▶ **Te lezen fragment**
Dr. Pieter A. Siebesma

Na de verwoesting van de Tempel

In het jaar 70 veroverden de Romeinen de stad Jeruzalem en werd de Tempel verwoest. Dit had een grote impact op het Joodse volk van die dagen. Er konden immers geen offers meer gebracht worden om verzoening te doen over de zonden.


Twee groepen binnen het Jodendom slaagden erin om aan deze situatie het hoofd te bieden en te blijven voortbestaan: de Farizeeën en de Joodse christenen.

 

Het rabbijnse jodendom: het gebed vervangt de Tempeldienst

Jochanan ben Zakkaj,  een van de vooraanstaande Tanna’iem (die groep rabbijnen die aan de basis hebben gestaan van de gezaghebbende rabbijnse geschriften als de Misjna en de Talmoed) en de opvolger van Hillel en Sjamaj, leefde een aantal jaren in Jeruzalem in de schaduw van de Tempel. Maar tijdens de belegering van Jeruzalem kreeg hij toestemming van de veldheer Vespasianus om zich in Jamnia te vestigen en daar een bet dien (rabbinaal gerechtshof) te stichten. Na de verwoesting van Jeruzalem trof hij maatregelen zodat de Thoragetrouwe Joden konden overleven zonder Tempel en zonder offerdienst. Een van zijn eerste maatregel betrof het blazen van de sjofar. Toen de Tempel er nog stond, mocht op een nieuwjaarsdag dat op een sabbat viel de sjofar alleen geblazen worden in de Tempel en niet elders in het land van Israël. Jochanan ben Zakkaj vaardigde echter het voorschrift uit  dat vanaf dat moment de sjofar geblazen kon worden overal waar een bet dien was. Veel andere wetsregels werden geformuleerd.

Men kwam tot het besef, dat men ook zonder offerdienst kon voortbestaan. Of zoals dat in de Babylonische Talmoed wordt verwoord: Wat betekent het om God te dienen met het ganse hart? Wat wordt bedoeld met de dienst (Hebreeuws: awoda) van het hart? Het antwoord daarop is dat de dienst van het hart het gebed is! Immers het gebed is in de plaats gekomen van de tempeldienst (in het Hebreeuws eveneens awoda) en van het brengen van de offers, die toen de tempel er nog stond drie maal per dag werden gebracht.

▶ **Brongegevens**
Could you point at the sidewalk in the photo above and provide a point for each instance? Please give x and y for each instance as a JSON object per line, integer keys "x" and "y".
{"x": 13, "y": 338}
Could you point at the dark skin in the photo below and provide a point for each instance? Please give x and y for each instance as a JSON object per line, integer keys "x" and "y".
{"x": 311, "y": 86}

▶ **Uit te voeren opdracht**
Druk uit het fragment over de verwoesting van de Tempel het stuk tussen "Twee groepen binnen" en "de Joodse christenen." af, begin- en eindwoorden inbegrepen.

▶ **Uitwerking**
Twee groepen binnen het Jodendom slaagden erin om aan deze situatie het hoofd te bieden en te blijven voortbestaan: de Farizeeën en de Joodse christenen.